== Material for this task ==
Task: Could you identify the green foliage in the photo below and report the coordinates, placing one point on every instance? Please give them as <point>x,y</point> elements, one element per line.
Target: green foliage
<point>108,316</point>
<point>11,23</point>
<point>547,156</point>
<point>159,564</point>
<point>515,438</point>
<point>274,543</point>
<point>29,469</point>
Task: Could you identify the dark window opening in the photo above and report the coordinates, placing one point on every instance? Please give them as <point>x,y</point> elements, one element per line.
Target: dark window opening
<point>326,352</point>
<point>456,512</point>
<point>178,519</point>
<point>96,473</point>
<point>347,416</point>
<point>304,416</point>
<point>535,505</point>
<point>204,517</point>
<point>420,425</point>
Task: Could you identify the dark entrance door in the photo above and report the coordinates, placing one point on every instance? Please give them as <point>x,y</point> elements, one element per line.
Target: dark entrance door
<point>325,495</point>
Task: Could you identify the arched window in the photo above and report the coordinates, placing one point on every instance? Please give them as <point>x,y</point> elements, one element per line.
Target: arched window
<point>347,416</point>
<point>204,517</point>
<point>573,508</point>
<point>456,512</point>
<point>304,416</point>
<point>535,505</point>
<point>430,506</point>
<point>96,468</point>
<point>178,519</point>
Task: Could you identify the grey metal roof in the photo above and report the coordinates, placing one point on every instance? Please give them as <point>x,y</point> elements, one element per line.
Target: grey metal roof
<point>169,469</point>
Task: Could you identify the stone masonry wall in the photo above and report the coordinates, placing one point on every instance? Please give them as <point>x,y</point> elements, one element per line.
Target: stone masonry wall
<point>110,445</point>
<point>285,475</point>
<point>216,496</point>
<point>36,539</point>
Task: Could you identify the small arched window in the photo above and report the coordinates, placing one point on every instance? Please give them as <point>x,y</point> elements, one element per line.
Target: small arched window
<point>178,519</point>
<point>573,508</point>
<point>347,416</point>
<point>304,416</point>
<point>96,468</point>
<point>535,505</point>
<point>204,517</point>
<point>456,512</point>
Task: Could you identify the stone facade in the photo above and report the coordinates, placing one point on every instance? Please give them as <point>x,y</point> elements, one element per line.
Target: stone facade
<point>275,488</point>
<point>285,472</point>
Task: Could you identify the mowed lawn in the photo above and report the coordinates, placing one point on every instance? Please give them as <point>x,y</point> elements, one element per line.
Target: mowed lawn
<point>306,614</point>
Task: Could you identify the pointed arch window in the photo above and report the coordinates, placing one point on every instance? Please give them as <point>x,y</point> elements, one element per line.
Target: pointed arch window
===
(What you need to do): All lines from the opening of the listing above through the line that contains "Task: Could you identify the dark window" should be given again exactly, and nothing more.

(Exercise response):
Task: Could you identify the green foliage in the photo below and report the coordinates, placing one point on every instance? Please give them as <point>x,y</point> elements, one element per line.
Target: green foliage
<point>108,316</point>
<point>11,23</point>
<point>547,156</point>
<point>159,564</point>
<point>515,438</point>
<point>274,543</point>
<point>29,469</point>
Task: Could you identify the dark window opening in the photo above and report the coordinates, placing one point on every instance? Please give them as <point>x,y</point> elements, one element per line.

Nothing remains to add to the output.